[Start of Attachment]

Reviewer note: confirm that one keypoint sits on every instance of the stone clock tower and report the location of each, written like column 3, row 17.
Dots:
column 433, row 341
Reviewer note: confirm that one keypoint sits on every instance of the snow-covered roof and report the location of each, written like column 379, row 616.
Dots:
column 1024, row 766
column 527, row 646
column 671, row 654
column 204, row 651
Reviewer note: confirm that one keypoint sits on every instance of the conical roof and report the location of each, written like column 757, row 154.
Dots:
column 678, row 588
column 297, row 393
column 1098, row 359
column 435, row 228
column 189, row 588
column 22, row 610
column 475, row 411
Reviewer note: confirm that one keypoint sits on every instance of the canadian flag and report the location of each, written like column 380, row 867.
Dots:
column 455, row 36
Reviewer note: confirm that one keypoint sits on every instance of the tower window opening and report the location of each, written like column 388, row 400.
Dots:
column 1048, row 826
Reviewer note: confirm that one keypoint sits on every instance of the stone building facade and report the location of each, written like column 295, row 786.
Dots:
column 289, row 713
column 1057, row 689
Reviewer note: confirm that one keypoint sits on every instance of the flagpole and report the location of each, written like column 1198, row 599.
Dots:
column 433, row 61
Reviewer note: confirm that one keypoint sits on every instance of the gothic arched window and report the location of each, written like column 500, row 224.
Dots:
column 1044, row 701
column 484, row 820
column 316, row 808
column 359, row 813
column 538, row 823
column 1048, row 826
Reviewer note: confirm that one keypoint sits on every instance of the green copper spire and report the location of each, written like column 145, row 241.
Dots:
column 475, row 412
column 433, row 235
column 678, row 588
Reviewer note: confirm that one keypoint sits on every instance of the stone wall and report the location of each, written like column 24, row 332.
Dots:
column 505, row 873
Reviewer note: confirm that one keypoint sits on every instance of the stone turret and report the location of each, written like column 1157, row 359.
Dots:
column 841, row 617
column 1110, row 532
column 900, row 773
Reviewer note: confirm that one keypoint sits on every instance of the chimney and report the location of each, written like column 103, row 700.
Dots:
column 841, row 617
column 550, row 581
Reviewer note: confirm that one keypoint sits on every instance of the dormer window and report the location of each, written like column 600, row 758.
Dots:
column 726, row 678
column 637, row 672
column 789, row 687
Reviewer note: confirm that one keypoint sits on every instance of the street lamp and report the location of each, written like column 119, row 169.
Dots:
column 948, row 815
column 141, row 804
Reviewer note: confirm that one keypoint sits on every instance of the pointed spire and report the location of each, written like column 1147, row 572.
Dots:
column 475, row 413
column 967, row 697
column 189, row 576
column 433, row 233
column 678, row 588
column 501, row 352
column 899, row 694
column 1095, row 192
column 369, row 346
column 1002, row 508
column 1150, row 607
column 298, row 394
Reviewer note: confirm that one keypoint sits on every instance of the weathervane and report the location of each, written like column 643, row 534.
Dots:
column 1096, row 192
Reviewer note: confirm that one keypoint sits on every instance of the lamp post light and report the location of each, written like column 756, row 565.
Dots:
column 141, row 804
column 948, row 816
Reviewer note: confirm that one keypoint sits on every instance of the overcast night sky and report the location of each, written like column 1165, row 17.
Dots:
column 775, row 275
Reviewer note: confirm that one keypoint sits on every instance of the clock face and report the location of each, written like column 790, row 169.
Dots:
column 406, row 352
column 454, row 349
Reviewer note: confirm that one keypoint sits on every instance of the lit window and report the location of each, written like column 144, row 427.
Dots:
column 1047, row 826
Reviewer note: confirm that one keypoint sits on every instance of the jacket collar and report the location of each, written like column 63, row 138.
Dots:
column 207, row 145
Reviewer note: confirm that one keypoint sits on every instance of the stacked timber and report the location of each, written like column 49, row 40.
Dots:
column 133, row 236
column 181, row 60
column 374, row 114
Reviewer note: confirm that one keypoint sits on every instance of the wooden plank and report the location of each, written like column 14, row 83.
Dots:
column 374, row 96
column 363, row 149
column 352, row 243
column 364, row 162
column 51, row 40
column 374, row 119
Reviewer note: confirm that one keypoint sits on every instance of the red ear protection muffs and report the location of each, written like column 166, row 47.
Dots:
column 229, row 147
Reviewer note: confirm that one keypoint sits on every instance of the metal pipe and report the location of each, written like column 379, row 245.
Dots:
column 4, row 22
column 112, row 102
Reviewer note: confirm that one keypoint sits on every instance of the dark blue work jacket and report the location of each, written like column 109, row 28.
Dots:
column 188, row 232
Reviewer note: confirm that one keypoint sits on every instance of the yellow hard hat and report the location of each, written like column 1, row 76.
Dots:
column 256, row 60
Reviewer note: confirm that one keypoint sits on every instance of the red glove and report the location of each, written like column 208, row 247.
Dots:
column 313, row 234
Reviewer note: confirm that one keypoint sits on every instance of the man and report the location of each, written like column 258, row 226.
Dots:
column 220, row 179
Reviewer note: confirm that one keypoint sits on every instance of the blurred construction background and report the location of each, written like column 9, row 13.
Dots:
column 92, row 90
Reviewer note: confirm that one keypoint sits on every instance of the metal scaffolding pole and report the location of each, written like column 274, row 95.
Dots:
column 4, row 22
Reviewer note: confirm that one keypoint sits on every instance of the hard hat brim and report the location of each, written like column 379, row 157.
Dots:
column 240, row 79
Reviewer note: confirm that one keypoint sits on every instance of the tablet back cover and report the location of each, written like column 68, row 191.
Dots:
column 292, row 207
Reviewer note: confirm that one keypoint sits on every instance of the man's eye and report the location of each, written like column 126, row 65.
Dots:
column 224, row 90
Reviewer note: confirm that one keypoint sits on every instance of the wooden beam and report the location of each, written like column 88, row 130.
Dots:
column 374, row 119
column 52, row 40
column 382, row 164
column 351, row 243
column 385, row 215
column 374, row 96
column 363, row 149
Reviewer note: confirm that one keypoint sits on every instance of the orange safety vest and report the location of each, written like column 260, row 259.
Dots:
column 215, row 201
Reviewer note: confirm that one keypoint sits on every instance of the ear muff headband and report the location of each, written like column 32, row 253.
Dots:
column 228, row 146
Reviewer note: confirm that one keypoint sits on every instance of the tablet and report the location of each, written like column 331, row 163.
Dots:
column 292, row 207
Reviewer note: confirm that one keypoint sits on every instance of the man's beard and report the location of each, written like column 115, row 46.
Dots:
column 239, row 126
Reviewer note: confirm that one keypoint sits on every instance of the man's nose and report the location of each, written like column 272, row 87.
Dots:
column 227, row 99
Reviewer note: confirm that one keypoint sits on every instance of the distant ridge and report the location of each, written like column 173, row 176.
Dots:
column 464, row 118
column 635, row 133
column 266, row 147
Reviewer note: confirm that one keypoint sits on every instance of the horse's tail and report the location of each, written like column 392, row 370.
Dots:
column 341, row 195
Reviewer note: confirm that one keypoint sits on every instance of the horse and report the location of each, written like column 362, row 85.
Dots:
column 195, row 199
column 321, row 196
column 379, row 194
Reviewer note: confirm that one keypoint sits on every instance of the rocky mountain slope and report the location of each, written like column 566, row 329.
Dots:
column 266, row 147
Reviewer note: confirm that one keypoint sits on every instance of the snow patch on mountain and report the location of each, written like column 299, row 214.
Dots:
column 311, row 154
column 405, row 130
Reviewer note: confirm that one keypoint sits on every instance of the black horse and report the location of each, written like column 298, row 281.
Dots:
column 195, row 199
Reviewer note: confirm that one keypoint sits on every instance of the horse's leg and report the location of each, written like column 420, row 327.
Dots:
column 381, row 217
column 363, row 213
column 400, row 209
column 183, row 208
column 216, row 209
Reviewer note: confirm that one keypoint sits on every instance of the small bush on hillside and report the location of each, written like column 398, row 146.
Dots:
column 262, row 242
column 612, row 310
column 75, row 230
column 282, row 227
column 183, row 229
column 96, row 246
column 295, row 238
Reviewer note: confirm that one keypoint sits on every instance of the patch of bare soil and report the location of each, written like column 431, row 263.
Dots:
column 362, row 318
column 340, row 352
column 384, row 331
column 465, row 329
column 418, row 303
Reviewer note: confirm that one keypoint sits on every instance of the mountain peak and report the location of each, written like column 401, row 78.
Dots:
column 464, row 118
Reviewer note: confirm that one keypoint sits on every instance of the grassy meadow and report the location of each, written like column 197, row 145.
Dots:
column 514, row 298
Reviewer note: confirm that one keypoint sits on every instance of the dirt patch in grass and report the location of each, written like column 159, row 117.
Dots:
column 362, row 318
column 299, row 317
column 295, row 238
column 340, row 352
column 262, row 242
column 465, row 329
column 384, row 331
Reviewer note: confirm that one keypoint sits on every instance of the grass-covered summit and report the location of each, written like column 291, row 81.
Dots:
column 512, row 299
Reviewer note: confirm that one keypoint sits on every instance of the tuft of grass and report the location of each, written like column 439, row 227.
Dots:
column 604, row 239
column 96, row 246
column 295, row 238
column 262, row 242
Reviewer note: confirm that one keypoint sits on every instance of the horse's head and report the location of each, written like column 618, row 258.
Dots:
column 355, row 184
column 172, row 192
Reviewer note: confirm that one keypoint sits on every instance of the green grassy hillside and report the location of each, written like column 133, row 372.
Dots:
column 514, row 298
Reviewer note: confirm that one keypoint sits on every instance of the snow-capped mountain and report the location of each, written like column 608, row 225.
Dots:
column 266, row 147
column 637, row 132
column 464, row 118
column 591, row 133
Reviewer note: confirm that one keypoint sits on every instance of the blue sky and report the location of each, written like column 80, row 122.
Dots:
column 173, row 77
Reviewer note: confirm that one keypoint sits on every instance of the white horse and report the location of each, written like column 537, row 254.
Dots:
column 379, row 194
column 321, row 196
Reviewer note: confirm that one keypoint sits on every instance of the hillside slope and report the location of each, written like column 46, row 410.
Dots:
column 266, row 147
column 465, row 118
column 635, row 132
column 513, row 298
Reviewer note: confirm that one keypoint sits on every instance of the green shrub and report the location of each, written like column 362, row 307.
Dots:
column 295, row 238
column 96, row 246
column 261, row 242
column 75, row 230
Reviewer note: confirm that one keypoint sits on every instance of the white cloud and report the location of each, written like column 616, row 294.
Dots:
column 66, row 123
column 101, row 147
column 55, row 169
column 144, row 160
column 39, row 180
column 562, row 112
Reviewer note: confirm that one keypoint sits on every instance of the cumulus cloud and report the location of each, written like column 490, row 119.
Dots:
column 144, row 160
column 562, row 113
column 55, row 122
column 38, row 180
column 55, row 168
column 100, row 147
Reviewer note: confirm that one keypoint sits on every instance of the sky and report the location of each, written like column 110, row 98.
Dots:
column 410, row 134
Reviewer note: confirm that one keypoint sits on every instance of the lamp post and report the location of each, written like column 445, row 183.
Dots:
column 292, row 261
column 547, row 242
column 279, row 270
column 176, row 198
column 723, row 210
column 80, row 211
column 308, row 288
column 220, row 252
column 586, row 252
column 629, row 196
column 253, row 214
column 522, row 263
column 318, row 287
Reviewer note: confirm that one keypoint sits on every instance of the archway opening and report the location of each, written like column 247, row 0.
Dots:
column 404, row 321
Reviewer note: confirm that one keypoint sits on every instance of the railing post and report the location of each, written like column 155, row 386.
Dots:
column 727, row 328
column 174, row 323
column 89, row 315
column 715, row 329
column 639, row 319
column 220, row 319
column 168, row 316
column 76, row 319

[End of Attachment]

Work task:
Nothing but the lines from the top of the records down to the line with "295, row 786." belongs in the answer; repeat them exactly.

Written solution:
Reviewer note: confirm that one keypoint sits on every instance of the stone clock tower and report the location of each, written like column 3, row 17.
Dots:
column 433, row 341
Reviewer note: confirm that one keypoint sits on every instance of the snow-covered roof and report the location of each, written like column 379, row 616.
Dots:
column 1024, row 766
column 527, row 646
column 671, row 654
column 204, row 651
Reviewer note: confirm that one keypoint sits on every instance of the conical roof and report the location of each, written like column 757, row 154.
Dots:
column 678, row 588
column 297, row 393
column 1098, row 359
column 435, row 228
column 189, row 588
column 22, row 610
column 475, row 411
Reviewer note: confirm that one keypoint sits on every instance of the canadian flag and report the location of each, written like column 380, row 867.
Dots:
column 455, row 36
Reviewer note: confirm that one keypoint sits on every instance of the tower window opening and report the location of each, written like column 388, row 400.
Dots:
column 1048, row 826
Reviewer note: confirm that one keypoint sits on every instance of the stone building facade and report the location of each, written like column 295, row 786.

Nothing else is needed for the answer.